Longtime Formula 1 team owner and businessman Eddie Jordan died Thursday. He was 76.

Jordan owned the Jordan Grand Prix team that competed from 1991 through 2005. Over 250 races in that span, Jordan drivers won four races and scored 19 podium finishes and the team provided seven-time champion Michael Schumacher with his first chance in Formula 1.

"We are deeply saddened to hear about the sudden loss of Eddie Jordan," F1 CEO Stefano Domenicali said in a statement.
"With his inexhaustible energy he always knew how to make people smile, remaining genuine and brilliant at all times.
"Eddie has been a protagonist in an era of F1 and he will be deeply missed. In this moment of sorrow, my thoughts and those of the entire Formula 1 family are with his family and loved ones."

The team’s best season came in 1999 when drivers Damon Hill and Heinz-Harald Frentzen scored 61 points together and finished third in the constructors standings. That was the team’s highest constructors standings finish ever.

That season was Hill’s last in F1 after he had joined the team in 1998 and scored the team’s first-ever win. His addition came with controversy, however, as he teamed with Ralf Schumacher that season. Schumacher left the team at the end of the season after he was told not to pass Hill in the waning laps of Hill’s win.

Things went sideways in the 2000s for the team. After switching from Honda to Ford engines in 2003, the team finished ninth in the standings for two seasons with Ford. The American manufacturer — which is returning to Formula 1 in 2026 with Red Bull — put its engine department up for sale after 2004 and Jordan ran Toyota engines in its final season in 2005. That year, Jordan sold the team to the Midland Group, an entity that lasted through the 2006 season.

After he sold his F1 team, Jordan was an analyst for BBC’s coverage of the sport from 2009 through 2015. In his role as a TV pundit, he was the first to reveal that Lewis Hamilton was making the first stunning team switch of his career when he went from McLaren to Mercedes.

■ DATA PROVIDED
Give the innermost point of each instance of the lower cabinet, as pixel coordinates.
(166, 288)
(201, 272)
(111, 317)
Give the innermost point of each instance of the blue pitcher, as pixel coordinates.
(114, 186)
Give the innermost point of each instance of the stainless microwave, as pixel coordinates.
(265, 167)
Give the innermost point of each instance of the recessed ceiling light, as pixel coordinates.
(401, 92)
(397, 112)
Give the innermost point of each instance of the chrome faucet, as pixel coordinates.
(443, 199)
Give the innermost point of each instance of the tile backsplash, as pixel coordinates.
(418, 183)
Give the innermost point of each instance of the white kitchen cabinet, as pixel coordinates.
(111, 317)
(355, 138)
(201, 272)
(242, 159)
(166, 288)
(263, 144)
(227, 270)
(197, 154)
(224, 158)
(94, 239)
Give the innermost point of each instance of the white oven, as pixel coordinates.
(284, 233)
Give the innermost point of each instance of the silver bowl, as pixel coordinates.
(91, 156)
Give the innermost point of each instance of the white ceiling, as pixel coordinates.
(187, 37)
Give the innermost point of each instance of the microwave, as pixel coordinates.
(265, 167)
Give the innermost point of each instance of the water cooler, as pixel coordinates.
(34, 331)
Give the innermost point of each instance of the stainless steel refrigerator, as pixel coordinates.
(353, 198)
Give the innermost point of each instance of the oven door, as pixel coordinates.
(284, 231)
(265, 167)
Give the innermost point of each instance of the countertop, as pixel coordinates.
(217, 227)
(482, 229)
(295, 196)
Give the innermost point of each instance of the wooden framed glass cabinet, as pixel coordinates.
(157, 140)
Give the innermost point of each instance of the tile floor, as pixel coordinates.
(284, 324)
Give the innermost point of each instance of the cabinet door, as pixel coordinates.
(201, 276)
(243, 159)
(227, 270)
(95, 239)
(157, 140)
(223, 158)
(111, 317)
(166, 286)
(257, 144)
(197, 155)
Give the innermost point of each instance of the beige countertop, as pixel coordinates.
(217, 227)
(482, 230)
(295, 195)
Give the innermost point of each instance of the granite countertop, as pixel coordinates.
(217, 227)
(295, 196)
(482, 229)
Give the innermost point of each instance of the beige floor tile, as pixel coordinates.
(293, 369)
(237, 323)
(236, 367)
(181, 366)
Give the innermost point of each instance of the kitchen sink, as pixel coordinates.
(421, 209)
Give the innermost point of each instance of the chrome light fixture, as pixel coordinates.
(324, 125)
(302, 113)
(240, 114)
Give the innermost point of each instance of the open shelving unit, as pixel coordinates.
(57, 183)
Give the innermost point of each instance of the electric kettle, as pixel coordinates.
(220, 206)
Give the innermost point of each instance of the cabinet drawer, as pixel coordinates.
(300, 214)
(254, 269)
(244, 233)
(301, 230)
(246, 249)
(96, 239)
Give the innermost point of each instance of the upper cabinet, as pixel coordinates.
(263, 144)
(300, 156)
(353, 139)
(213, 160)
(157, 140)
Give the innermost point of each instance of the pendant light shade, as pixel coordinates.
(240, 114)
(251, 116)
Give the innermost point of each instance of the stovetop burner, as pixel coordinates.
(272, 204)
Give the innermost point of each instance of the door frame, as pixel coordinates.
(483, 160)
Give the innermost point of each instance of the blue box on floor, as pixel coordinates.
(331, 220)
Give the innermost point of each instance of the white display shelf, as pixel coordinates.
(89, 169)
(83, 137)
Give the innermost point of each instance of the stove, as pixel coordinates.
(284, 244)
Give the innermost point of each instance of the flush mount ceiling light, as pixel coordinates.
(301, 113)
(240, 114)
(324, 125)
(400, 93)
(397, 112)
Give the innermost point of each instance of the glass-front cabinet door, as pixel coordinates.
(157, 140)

■ STATED EXERCISE 1
In the article about Eddie Jordan, where did his team place in the constructors standings in 1999?
■ STATED EXERCISE 2
Quote the article about Eddie Jordan word for word, from "The team’s best" to "standings finish ever.".

■ CORRECT RESULT 1
Third.

■ CORRECT RESULT 2
The team’s best season came in 1999 when drivers Damon Hill and Heinz-Harald Frentzen scored 61 points together and finished third in the constructors standings. That was the team’s highest constructors standings finish ever.